**EXERCISE DIRECTIONS**
Put the lines below, from the line with "For practice, label the white cloud" up to and including the line with "(1092, 255)", into a Markdown table with the columns Row and Text, giving each line a row number and leaving out blank lines. Leave the pictures out of the table.

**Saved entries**

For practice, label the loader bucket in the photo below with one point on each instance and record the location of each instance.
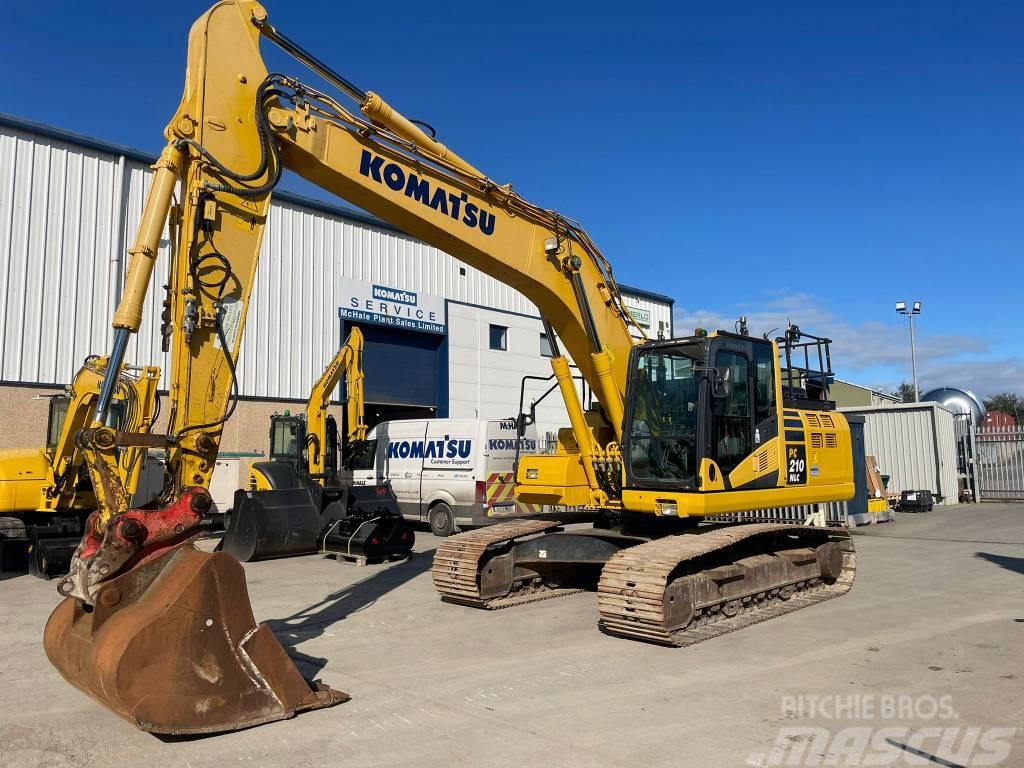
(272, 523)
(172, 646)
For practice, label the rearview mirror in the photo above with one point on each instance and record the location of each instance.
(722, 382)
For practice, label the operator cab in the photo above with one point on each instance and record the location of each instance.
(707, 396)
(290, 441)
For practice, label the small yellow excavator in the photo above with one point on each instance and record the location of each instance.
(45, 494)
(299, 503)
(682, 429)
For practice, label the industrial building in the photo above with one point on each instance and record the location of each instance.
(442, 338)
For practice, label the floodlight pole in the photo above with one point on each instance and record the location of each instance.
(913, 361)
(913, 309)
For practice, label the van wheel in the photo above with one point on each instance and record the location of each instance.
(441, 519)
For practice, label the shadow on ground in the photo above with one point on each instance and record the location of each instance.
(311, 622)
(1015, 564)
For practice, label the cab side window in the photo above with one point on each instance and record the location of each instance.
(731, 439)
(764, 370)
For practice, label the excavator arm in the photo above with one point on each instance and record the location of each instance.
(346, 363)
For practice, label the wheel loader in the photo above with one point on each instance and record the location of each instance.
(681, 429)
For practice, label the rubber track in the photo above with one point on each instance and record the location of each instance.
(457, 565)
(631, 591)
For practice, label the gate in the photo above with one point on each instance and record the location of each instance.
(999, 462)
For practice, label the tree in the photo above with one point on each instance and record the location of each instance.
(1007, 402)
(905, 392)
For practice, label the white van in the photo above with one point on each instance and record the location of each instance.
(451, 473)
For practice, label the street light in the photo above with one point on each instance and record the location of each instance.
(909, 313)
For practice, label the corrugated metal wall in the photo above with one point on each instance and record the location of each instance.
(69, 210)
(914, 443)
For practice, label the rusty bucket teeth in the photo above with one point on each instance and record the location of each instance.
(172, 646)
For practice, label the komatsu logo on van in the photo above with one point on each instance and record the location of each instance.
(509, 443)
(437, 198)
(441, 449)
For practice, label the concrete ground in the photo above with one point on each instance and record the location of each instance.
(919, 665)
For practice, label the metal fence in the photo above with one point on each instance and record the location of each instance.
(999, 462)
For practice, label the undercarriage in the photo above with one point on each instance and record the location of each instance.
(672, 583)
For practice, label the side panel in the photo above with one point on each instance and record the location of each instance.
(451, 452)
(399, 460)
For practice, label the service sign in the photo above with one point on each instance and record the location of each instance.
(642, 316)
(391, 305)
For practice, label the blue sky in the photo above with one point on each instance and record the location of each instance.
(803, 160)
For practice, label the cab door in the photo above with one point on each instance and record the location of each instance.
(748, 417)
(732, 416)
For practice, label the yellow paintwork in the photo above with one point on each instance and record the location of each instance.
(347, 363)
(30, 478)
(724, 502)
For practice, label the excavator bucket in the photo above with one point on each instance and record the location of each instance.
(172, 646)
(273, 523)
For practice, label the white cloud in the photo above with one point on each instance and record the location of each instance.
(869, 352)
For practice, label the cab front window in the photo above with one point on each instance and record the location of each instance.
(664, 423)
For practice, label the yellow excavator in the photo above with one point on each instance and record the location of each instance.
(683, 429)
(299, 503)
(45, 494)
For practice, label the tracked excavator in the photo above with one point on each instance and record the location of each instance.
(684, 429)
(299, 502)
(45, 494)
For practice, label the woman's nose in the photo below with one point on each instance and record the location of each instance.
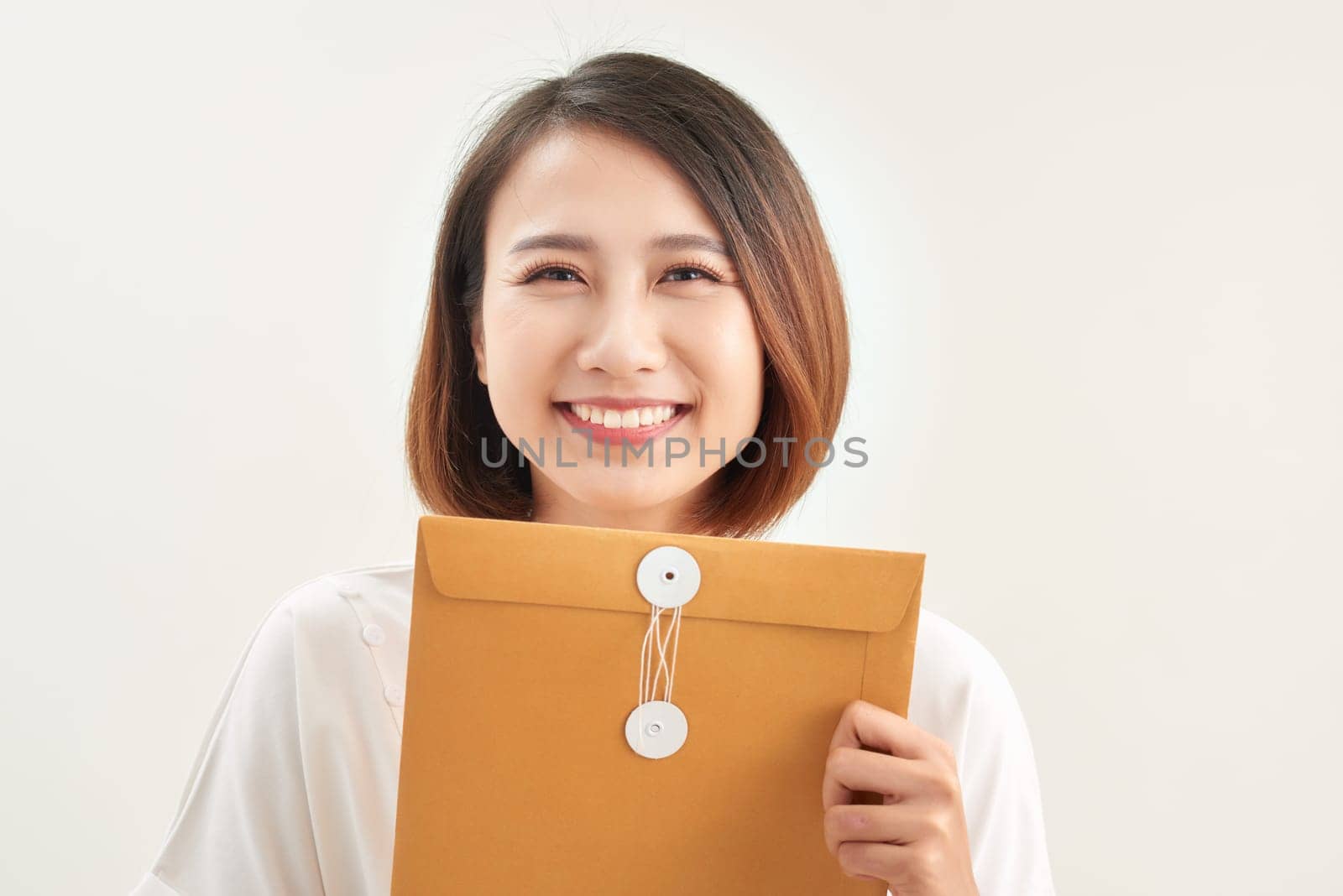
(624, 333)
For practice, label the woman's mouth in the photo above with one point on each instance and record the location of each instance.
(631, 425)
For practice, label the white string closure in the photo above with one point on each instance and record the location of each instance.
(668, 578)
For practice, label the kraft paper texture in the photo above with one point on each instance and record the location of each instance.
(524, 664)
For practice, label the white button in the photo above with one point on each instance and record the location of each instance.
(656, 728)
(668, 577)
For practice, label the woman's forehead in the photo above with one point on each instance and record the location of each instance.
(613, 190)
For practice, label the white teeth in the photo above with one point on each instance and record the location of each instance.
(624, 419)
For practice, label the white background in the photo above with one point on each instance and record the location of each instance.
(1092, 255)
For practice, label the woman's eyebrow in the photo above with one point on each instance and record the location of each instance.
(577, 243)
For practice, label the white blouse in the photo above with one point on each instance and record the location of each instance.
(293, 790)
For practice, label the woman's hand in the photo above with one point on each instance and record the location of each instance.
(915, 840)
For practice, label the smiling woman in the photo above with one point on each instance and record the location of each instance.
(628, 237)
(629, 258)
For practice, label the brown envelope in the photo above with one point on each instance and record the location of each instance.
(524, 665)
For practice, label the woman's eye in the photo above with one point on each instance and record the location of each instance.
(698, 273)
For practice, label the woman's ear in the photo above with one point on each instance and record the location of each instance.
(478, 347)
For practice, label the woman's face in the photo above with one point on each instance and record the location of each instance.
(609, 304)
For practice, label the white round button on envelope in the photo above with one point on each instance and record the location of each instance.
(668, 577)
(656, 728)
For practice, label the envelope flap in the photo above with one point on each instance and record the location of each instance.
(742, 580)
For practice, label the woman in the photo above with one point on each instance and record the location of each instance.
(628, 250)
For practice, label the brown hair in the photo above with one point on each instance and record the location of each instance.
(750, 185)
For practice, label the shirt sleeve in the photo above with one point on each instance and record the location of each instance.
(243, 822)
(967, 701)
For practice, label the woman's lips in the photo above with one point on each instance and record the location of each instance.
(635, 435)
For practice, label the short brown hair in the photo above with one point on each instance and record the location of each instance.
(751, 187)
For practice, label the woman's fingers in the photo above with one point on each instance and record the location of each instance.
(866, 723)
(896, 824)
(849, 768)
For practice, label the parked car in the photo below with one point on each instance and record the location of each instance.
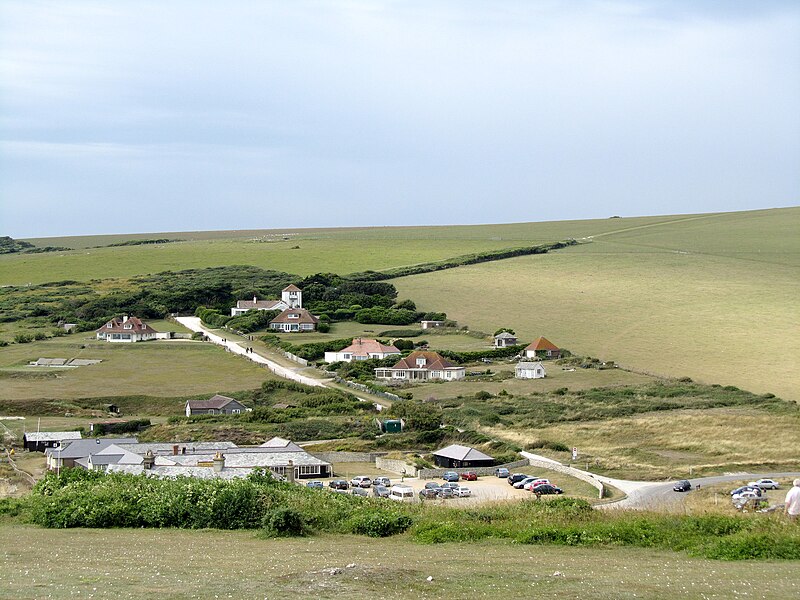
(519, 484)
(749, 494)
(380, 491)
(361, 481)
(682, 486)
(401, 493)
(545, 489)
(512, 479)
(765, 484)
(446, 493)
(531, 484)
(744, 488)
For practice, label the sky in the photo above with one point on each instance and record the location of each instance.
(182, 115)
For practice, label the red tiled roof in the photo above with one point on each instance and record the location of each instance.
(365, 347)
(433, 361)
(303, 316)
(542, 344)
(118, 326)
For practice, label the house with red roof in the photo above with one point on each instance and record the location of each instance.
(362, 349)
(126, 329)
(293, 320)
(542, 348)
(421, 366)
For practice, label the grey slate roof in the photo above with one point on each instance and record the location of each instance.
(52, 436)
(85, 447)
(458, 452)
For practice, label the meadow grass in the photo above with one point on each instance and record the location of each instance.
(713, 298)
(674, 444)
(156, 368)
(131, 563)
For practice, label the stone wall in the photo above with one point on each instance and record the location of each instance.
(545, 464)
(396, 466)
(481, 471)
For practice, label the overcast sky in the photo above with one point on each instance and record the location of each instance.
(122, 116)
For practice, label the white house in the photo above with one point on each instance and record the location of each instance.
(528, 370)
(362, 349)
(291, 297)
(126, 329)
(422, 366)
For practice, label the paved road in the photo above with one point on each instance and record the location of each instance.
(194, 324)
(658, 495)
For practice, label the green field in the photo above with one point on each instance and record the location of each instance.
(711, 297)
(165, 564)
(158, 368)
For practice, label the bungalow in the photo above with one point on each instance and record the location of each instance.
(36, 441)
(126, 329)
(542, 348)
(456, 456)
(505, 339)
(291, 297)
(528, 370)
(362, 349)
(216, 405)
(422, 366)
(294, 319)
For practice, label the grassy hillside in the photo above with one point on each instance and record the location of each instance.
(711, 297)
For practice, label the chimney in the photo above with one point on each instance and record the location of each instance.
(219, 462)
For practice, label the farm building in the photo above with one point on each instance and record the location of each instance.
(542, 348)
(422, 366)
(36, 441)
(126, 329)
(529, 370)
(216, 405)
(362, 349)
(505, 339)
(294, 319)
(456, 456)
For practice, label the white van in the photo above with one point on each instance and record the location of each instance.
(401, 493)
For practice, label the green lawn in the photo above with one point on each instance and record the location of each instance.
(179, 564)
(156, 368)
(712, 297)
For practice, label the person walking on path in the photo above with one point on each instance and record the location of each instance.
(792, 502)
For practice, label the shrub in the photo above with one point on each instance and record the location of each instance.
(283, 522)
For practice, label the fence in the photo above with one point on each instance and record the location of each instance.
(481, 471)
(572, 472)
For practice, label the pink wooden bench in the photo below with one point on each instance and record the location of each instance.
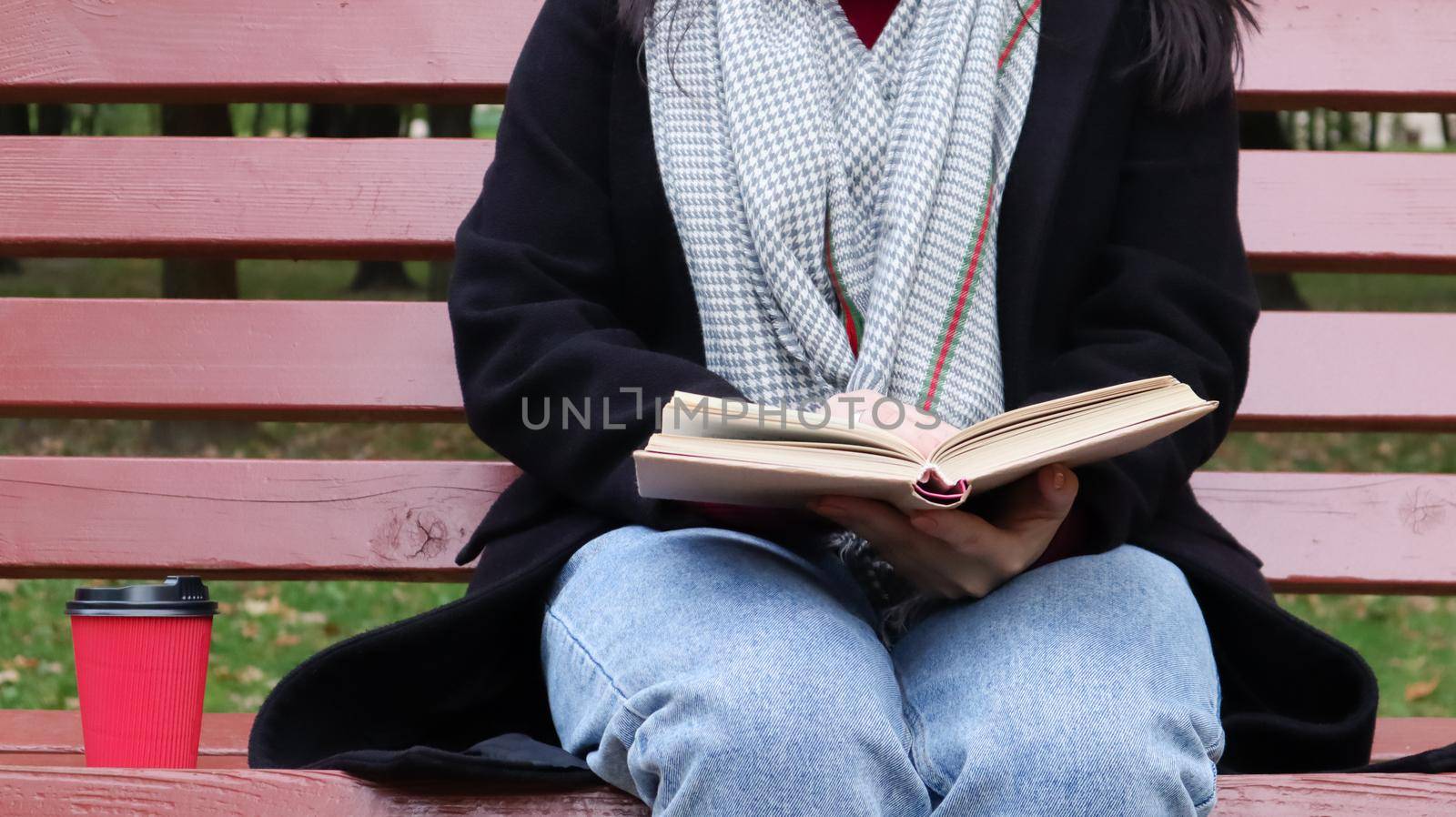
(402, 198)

**EXERCISE SOLUTION**
| Row | Text |
|---|---|
| 1 | For practice, label the white cloud in the photo above with one point on each instance and record the location of each instance. |
| 2 | (869, 352) |
| 3 | For practice, label the cab front window in the photo above with one point on each instance and record the location of each instance. |
| 4 | (664, 423) |
| 5 | For practice, label the yellow excavator in the photo above with one point on each instance and record the location of each instance. |
| 6 | (683, 429) |
| 7 | (299, 503) |
| 8 | (45, 494) |
| 9 | For practice, label the tracked excavator in the photo above with one point on each instance and record the location of each instance. |
| 10 | (684, 429) |
| 11 | (299, 502) |
| 12 | (45, 494) |
| 13 | For practice, label the woman's nose in the photo below with one point on each instance and record the location of each instance. |
| 14 | (624, 333) |
| 15 | For practice, label the woman's mouth in the photo above with one point on each instance and record the location of each instance. |
| 16 | (631, 425) |
| 17 | For practice, label the white string closure in the photo above with one point on each instance and record the location of each instance. |
| 18 | (668, 578) |
| 19 | For practice, label the kraft paper texture in the photo above with one point on each instance and record the location of each instance. |
| 20 | (524, 664) |
| 21 | For practice, label the white button in the photo above with one point on each instance and record the location of each instance. |
| 22 | (656, 728) |
| 23 | (668, 577) |
| 24 | For practice, label the woman's forehead in the photo above with one point on each instance and record the location of each instance. |
| 25 | (613, 190) |
| 26 | For practice, label the white teeth in the photo above with one point on each instance and record the location of each instance. |
| 27 | (624, 419) |
| 28 | For practice, label the white background in the photo above with one point on each instance and record the location of each instance. |
| 29 | (1092, 255) |